RECORDS SUPPLIED:
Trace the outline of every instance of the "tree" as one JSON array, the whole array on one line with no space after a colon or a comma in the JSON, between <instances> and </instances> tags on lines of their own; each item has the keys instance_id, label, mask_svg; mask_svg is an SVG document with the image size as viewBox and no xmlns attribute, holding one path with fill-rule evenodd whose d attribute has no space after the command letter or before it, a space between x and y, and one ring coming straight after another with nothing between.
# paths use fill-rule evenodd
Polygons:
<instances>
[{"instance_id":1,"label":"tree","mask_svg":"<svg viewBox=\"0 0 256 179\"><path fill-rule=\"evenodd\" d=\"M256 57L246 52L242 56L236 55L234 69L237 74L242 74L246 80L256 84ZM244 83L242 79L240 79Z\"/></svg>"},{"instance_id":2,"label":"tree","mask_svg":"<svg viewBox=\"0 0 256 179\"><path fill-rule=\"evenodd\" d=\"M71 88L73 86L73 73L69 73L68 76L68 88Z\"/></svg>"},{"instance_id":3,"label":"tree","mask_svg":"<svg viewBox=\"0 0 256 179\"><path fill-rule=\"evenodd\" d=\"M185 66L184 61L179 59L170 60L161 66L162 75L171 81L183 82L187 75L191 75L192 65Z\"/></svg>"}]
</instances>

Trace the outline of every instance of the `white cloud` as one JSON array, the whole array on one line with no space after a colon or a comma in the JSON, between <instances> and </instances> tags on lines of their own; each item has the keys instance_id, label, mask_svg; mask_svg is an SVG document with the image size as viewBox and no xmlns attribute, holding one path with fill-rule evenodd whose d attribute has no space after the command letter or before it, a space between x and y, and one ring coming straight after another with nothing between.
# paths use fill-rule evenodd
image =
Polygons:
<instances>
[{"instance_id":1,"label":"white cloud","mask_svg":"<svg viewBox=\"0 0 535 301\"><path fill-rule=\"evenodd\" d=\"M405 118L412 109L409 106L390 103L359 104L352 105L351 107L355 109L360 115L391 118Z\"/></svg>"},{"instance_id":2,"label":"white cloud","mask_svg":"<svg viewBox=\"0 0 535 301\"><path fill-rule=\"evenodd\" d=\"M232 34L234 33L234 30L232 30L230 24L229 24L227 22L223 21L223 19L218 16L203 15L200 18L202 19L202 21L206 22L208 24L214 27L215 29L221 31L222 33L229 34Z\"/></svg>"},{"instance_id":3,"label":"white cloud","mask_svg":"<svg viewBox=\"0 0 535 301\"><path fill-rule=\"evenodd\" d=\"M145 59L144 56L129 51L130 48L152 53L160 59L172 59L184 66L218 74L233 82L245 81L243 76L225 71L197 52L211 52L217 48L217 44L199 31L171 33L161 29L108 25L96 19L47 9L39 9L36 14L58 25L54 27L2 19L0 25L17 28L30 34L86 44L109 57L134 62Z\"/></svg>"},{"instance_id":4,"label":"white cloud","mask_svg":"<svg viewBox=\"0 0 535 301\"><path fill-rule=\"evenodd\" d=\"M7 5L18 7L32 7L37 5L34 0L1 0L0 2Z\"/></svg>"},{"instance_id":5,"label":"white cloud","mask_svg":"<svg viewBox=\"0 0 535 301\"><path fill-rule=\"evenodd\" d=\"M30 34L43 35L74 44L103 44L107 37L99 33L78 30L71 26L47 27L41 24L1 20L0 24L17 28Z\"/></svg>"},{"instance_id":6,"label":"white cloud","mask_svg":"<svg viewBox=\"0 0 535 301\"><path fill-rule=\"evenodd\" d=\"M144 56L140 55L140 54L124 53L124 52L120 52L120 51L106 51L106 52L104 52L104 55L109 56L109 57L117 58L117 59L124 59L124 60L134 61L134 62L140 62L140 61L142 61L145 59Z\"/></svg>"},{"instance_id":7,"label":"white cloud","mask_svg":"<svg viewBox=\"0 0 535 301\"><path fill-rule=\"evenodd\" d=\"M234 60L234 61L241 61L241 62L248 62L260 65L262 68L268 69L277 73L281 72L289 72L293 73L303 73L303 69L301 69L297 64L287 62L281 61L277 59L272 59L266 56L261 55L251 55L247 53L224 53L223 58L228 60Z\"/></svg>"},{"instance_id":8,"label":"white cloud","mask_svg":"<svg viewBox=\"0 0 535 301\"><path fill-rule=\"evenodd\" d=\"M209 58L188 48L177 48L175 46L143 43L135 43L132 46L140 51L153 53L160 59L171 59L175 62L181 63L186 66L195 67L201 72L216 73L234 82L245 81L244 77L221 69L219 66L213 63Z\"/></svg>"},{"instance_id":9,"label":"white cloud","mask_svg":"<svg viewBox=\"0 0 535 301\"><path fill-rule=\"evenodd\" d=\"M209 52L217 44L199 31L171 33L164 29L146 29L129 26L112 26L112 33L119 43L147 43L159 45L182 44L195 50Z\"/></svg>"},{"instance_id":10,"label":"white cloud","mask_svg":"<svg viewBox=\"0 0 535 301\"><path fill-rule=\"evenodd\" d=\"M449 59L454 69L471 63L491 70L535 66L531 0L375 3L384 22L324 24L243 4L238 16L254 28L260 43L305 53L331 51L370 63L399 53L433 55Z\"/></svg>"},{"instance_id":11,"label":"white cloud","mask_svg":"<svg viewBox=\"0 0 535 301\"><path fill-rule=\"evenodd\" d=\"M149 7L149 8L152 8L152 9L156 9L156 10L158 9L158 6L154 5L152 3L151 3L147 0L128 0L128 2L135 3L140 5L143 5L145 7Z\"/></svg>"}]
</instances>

TASK OBJECTIVE: Using the exact wording, write out all of the records.

THE OUTPUT:
Trace the outline of every instance of the "tree" as one JSON array, the whole array on one line with no space after a colon or a comma in the JSON, between <instances> and </instances> tags on lines of their own; each item has the keys instance_id, label, mask_svg; mask_svg is an SVG document with the image size as viewBox and no xmlns attribute, holding one path with fill-rule evenodd whose d attribute has no space after the command letter or before it, a space between x and y, and one ring coming straight after another with nothing between.
# paths use fill-rule evenodd
Polygons:
<instances>
[{"instance_id":1,"label":"tree","mask_svg":"<svg viewBox=\"0 0 256 179\"><path fill-rule=\"evenodd\" d=\"M256 57L246 52L242 56L236 55L234 69L237 74L242 74L246 80L256 84ZM244 83L242 79L240 79Z\"/></svg>"},{"instance_id":2,"label":"tree","mask_svg":"<svg viewBox=\"0 0 256 179\"><path fill-rule=\"evenodd\" d=\"M71 88L73 86L73 73L69 73L68 76L68 88Z\"/></svg>"},{"instance_id":3,"label":"tree","mask_svg":"<svg viewBox=\"0 0 256 179\"><path fill-rule=\"evenodd\" d=\"M185 66L184 61L179 59L170 60L161 66L162 75L171 81L183 82L187 75L191 75L192 65Z\"/></svg>"}]
</instances>

Trace the outline of every instance of the `white cloud` as one JSON array, the whole array on one line with no space after a colon or a comma in the JSON, between <instances> and </instances> tags on lines of their own; each item has the keys instance_id, label, mask_svg; mask_svg is an SVG document with the image size as viewBox and no xmlns attribute, holding one path with fill-rule evenodd whose d attribute has no space after the command letter or before it, a space between x and y, and one ring coming straight after another with nothing between.
# paths use fill-rule evenodd
image =
Polygons:
<instances>
[{"instance_id":1,"label":"white cloud","mask_svg":"<svg viewBox=\"0 0 535 301\"><path fill-rule=\"evenodd\" d=\"M405 118L412 109L409 106L390 103L359 104L352 105L351 107L355 109L360 115L391 118Z\"/></svg>"},{"instance_id":2,"label":"white cloud","mask_svg":"<svg viewBox=\"0 0 535 301\"><path fill-rule=\"evenodd\" d=\"M232 34L234 33L234 30L232 30L230 24L229 24L227 22L223 21L223 19L218 16L203 15L200 18L202 19L202 21L206 22L208 24L214 27L215 29L221 31L222 33L229 34Z\"/></svg>"},{"instance_id":3,"label":"white cloud","mask_svg":"<svg viewBox=\"0 0 535 301\"><path fill-rule=\"evenodd\" d=\"M145 59L144 56L129 51L130 48L152 53L160 59L172 59L184 66L218 74L233 82L245 81L243 76L225 71L197 52L211 52L217 48L217 44L199 31L171 33L161 29L108 25L96 19L47 9L39 9L36 14L58 25L54 27L2 19L0 25L17 28L30 34L86 44L109 57L134 62Z\"/></svg>"},{"instance_id":4,"label":"white cloud","mask_svg":"<svg viewBox=\"0 0 535 301\"><path fill-rule=\"evenodd\" d=\"M7 5L18 7L32 7L37 5L34 0L1 0L0 2Z\"/></svg>"},{"instance_id":5,"label":"white cloud","mask_svg":"<svg viewBox=\"0 0 535 301\"><path fill-rule=\"evenodd\" d=\"M30 34L43 35L74 44L103 44L107 37L99 33L78 30L71 26L47 27L41 24L1 20L0 24L17 28Z\"/></svg>"},{"instance_id":6,"label":"white cloud","mask_svg":"<svg viewBox=\"0 0 535 301\"><path fill-rule=\"evenodd\" d=\"M144 56L140 55L140 54L124 53L124 52L120 52L120 51L106 51L106 52L104 52L104 55L109 56L109 57L117 58L117 59L124 59L124 60L134 61L134 62L140 62L140 61L142 61L145 59Z\"/></svg>"},{"instance_id":7,"label":"white cloud","mask_svg":"<svg viewBox=\"0 0 535 301\"><path fill-rule=\"evenodd\" d=\"M234 60L234 61L241 61L241 62L248 62L260 65L262 68L268 69L277 73L281 72L289 72L293 73L303 73L303 69L301 69L297 64L287 62L281 61L277 59L272 59L266 56L261 55L251 55L247 53L224 53L223 58L228 60Z\"/></svg>"},{"instance_id":8,"label":"white cloud","mask_svg":"<svg viewBox=\"0 0 535 301\"><path fill-rule=\"evenodd\" d=\"M209 58L188 48L177 48L175 46L143 43L135 43L132 46L140 51L153 53L160 59L171 59L175 62L181 63L186 66L195 67L201 72L216 73L234 82L245 81L244 77L221 69L219 66L213 63Z\"/></svg>"},{"instance_id":9,"label":"white cloud","mask_svg":"<svg viewBox=\"0 0 535 301\"><path fill-rule=\"evenodd\" d=\"M209 52L217 44L199 31L171 33L164 29L146 29L129 26L112 26L112 33L119 43L147 43L159 45L182 44L195 50Z\"/></svg>"},{"instance_id":10,"label":"white cloud","mask_svg":"<svg viewBox=\"0 0 535 301\"><path fill-rule=\"evenodd\" d=\"M449 59L454 69L471 63L491 70L535 66L531 0L375 3L384 22L324 24L243 4L238 16L254 28L260 43L305 53L331 51L370 63L399 53L433 55Z\"/></svg>"},{"instance_id":11,"label":"white cloud","mask_svg":"<svg viewBox=\"0 0 535 301\"><path fill-rule=\"evenodd\" d=\"M149 7L149 8L152 8L152 9L156 9L156 10L158 9L158 6L154 5L152 3L151 3L147 0L128 0L128 2L135 3L140 5L143 5L145 7Z\"/></svg>"}]
</instances>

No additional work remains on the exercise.